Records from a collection
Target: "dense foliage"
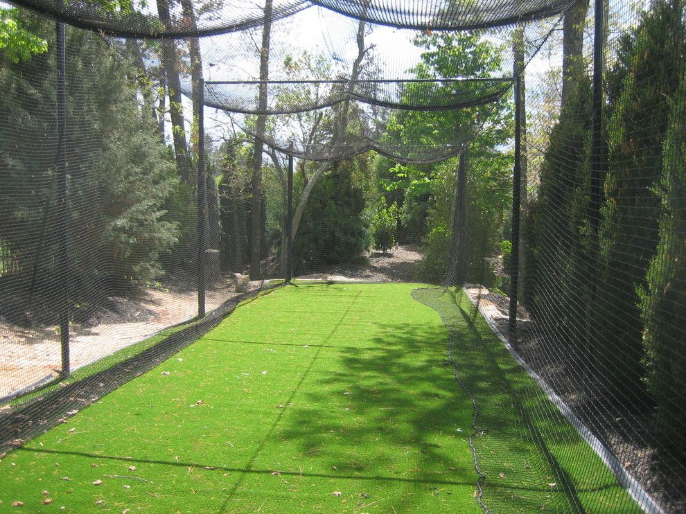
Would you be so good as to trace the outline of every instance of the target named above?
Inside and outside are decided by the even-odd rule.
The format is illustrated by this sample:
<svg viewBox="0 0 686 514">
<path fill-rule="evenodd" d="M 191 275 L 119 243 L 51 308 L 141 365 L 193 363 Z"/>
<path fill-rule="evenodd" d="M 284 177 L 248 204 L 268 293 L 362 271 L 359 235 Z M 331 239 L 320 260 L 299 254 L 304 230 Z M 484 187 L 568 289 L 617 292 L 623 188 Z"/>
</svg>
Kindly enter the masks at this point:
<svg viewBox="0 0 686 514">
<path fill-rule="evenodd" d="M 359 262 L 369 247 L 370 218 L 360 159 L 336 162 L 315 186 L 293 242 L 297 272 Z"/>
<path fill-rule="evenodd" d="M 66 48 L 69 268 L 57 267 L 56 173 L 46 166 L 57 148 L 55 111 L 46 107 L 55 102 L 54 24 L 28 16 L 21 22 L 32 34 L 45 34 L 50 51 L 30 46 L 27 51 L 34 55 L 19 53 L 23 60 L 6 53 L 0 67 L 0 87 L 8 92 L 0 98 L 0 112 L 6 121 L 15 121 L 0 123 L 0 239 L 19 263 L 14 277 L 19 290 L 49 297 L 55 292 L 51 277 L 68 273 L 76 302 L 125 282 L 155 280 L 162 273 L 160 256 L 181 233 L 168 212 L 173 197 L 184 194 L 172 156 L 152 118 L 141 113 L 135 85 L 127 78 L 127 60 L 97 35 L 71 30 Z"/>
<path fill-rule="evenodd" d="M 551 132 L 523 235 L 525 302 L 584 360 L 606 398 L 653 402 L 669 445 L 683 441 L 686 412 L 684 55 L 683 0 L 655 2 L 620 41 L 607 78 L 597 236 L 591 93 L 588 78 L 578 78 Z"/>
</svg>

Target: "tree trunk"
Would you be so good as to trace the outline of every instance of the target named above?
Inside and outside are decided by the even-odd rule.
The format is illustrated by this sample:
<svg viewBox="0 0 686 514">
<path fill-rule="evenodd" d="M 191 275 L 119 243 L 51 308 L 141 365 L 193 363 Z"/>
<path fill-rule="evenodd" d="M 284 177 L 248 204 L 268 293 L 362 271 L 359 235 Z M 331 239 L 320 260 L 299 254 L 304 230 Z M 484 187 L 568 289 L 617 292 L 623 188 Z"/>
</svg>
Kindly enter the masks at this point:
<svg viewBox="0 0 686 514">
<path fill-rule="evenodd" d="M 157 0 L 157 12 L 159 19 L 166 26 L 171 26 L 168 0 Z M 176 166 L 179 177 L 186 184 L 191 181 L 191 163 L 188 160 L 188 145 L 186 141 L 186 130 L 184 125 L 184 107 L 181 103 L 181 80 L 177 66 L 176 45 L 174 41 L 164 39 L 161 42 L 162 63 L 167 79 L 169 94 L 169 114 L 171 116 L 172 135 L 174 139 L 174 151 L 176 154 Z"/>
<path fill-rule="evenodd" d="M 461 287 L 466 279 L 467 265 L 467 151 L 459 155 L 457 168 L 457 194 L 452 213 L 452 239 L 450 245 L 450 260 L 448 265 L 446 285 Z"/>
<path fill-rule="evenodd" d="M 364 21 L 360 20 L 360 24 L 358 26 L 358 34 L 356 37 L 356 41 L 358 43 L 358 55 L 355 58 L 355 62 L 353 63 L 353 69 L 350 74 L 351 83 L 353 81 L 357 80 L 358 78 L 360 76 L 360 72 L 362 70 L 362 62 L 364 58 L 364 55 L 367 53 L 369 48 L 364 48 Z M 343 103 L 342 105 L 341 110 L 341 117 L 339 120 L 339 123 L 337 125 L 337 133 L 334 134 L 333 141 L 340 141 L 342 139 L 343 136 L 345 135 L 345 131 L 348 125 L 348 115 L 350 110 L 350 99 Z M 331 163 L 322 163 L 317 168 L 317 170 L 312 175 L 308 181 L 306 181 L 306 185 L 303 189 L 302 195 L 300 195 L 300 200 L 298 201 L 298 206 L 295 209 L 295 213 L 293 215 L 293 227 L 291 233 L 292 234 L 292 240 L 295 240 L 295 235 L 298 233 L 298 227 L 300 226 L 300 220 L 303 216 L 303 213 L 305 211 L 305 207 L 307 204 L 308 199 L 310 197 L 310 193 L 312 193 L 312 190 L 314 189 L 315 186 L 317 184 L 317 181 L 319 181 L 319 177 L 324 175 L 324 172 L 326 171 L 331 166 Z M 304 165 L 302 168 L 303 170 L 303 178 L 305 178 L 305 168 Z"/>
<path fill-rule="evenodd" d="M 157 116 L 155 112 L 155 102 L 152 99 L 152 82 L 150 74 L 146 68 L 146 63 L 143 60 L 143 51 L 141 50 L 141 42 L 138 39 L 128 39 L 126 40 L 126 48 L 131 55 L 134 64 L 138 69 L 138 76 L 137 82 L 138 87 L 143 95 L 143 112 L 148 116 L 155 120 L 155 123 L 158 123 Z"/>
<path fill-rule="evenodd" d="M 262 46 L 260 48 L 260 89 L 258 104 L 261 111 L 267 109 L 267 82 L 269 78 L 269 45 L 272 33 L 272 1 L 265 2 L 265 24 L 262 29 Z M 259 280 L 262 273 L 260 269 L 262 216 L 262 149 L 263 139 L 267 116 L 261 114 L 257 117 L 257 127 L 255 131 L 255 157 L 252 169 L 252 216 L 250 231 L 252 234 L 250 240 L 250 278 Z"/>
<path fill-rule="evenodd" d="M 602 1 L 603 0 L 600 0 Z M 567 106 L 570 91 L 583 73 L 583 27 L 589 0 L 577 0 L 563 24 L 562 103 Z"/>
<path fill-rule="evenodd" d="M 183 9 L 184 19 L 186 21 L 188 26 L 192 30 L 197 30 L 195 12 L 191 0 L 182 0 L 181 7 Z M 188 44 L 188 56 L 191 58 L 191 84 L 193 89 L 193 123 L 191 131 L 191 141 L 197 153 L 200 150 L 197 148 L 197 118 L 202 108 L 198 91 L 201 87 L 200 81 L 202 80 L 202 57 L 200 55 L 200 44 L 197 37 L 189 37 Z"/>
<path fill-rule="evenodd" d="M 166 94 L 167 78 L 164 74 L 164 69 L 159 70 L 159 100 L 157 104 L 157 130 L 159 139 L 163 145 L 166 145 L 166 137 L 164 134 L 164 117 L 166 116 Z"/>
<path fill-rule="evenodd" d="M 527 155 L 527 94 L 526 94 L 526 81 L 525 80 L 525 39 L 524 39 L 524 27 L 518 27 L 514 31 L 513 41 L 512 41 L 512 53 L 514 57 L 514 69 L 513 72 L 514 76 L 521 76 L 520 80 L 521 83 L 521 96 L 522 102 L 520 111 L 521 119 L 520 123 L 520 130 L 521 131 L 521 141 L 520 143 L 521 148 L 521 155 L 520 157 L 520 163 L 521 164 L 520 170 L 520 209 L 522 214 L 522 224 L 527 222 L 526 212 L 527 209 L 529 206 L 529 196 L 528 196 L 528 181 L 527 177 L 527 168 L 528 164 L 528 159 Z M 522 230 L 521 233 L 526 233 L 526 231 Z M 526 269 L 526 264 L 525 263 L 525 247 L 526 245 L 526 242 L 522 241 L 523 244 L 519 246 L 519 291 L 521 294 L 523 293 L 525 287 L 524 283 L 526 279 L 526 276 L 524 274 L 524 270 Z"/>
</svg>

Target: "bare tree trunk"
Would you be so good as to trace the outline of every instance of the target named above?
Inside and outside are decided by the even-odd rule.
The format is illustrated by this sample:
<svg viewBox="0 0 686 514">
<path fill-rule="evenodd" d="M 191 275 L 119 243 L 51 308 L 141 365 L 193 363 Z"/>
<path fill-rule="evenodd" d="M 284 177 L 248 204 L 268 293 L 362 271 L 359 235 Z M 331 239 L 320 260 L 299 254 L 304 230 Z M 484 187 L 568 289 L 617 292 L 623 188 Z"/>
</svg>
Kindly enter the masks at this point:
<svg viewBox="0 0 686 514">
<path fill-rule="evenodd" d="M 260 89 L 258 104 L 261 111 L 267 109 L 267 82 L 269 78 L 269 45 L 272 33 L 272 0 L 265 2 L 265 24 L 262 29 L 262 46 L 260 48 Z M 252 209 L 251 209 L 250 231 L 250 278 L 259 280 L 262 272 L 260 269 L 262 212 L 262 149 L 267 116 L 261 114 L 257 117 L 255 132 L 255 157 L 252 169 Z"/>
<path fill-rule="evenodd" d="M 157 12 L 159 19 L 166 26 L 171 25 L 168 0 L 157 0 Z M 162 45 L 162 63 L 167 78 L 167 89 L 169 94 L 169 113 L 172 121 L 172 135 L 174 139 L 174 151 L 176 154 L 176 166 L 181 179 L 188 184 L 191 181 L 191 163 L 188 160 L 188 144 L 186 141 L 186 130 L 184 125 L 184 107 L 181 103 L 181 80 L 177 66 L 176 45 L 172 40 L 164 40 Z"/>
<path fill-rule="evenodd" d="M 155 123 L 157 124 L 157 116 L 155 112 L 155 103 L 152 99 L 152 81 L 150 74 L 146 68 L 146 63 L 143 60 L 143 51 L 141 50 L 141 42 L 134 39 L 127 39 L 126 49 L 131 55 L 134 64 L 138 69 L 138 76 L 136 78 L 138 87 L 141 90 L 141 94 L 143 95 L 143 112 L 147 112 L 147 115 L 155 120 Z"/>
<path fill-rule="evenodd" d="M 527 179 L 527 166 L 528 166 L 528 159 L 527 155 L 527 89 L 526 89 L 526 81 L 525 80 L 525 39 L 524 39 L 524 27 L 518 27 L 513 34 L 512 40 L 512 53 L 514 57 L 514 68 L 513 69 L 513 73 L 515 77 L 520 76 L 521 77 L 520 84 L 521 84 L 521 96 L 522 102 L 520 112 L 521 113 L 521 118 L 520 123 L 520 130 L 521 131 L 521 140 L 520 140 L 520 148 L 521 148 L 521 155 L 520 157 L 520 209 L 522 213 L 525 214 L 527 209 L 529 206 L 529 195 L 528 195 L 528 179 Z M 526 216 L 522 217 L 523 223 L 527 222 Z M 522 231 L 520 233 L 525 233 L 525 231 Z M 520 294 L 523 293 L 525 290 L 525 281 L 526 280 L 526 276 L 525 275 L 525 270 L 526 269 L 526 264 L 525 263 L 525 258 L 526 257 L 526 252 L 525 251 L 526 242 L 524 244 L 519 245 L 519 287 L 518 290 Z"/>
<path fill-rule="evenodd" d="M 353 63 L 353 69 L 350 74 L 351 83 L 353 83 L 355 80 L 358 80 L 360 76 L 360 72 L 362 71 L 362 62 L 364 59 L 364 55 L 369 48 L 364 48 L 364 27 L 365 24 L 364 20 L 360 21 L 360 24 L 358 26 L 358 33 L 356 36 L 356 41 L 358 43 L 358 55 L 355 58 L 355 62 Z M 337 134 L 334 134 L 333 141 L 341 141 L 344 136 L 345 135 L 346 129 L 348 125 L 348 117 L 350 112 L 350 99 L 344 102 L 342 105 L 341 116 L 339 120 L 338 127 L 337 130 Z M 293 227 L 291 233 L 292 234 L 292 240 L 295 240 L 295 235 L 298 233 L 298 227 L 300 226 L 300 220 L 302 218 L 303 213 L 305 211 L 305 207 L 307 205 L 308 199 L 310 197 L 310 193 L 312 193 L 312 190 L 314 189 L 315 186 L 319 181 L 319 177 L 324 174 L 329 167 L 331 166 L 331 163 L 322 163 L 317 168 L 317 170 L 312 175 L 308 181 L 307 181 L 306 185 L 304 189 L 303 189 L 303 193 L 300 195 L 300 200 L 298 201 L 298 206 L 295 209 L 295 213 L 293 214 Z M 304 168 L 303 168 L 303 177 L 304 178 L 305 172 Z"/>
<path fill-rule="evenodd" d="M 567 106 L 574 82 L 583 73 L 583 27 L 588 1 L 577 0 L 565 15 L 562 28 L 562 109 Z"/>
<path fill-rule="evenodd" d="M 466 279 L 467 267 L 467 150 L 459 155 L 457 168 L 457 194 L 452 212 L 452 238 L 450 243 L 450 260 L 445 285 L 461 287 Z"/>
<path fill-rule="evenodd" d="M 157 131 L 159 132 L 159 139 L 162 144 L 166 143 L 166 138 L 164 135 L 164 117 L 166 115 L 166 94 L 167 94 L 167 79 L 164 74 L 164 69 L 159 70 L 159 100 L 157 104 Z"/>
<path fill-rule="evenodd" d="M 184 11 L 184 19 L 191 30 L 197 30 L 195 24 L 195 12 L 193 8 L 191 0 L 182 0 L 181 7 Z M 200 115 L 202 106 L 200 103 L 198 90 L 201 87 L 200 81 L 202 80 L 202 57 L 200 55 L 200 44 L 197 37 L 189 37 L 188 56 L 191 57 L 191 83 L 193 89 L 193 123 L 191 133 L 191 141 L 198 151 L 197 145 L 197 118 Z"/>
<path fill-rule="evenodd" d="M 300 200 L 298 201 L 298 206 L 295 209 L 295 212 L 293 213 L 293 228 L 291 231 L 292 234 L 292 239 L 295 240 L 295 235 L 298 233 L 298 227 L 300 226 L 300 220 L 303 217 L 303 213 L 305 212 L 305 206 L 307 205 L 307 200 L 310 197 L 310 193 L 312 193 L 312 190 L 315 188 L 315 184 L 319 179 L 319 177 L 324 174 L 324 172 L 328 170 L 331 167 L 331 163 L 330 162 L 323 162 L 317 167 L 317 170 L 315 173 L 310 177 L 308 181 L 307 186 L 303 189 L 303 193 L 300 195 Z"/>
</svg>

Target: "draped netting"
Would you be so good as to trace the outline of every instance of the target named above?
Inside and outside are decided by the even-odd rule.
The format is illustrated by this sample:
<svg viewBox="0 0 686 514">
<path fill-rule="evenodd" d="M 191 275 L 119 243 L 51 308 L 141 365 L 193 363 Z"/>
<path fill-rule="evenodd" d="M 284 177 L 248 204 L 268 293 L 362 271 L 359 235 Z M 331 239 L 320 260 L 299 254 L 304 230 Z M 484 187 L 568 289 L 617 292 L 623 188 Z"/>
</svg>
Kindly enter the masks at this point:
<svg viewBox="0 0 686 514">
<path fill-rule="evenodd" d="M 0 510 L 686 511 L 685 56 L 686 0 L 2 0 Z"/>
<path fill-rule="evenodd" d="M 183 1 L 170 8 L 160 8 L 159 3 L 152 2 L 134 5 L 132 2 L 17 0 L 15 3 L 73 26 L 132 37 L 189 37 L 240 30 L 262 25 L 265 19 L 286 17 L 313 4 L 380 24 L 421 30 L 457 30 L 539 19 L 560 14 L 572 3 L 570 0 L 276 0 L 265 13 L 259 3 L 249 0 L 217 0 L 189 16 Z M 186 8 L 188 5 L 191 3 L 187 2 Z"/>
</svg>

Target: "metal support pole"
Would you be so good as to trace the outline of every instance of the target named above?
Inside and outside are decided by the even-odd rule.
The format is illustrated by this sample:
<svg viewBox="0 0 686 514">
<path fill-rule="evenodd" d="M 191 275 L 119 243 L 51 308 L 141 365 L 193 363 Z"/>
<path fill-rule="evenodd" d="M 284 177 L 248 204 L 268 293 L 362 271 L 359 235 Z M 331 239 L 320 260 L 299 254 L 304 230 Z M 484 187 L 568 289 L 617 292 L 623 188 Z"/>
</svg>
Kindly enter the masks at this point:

■ WHAT IS REQUIRED:
Repeat the listing from its beginning through the line containing "359 262 L 369", including both ends. Omit the pictures from your answer.

■ THE REPLY:
Target: "dense foliage"
Would you be so good as to trace the outline of every instance of the target named above?
Inside and outside are decided by the even-odd rule.
The format is illustrated by this sample:
<svg viewBox="0 0 686 514">
<path fill-rule="evenodd" d="M 191 275 L 119 243 L 51 308 L 141 365 L 193 363 Z"/>
<path fill-rule="evenodd" d="M 284 177 L 248 204 L 268 293 L 362 271 L 359 235 Z M 331 239 L 320 260 L 299 254 L 304 230 Z M 484 187 L 568 289 L 617 292 L 623 188 Z"/>
</svg>
Kindly enter the masks at this point:
<svg viewBox="0 0 686 514">
<path fill-rule="evenodd" d="M 359 262 L 369 247 L 370 218 L 360 159 L 336 162 L 315 186 L 293 242 L 297 272 Z"/>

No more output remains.